- _Saved entries_
────────────────

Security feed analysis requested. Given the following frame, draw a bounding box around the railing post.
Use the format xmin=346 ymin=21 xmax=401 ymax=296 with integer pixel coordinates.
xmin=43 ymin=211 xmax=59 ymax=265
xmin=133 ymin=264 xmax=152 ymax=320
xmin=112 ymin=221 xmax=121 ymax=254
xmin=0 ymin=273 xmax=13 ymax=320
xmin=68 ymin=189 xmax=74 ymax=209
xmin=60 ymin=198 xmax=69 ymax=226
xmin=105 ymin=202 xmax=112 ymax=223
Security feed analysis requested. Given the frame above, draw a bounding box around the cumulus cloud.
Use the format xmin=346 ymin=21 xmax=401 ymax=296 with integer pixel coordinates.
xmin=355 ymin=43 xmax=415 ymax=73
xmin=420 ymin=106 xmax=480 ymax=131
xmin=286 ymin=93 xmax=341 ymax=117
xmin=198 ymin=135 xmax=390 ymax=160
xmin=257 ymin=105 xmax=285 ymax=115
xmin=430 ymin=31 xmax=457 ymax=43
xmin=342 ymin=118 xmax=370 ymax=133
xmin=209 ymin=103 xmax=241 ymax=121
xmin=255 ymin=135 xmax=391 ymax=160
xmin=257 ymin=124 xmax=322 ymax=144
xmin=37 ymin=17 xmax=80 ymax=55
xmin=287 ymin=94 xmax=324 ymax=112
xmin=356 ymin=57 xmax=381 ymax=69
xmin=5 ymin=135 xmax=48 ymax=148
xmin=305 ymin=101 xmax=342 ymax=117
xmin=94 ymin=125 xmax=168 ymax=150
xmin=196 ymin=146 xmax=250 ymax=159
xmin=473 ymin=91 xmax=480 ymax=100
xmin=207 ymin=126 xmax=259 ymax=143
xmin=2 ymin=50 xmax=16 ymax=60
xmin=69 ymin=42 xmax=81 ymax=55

────────────────

- _EXERCISE_
Every line of the records containing the word "feed" must appear in the answer.

- _SOLUTION_
Security feed analysis requested. Given the following frame, draw a bounding box around the railing post.
Security feed analysis requested. Given the frame above, draw a bounding box around the cumulus cloud.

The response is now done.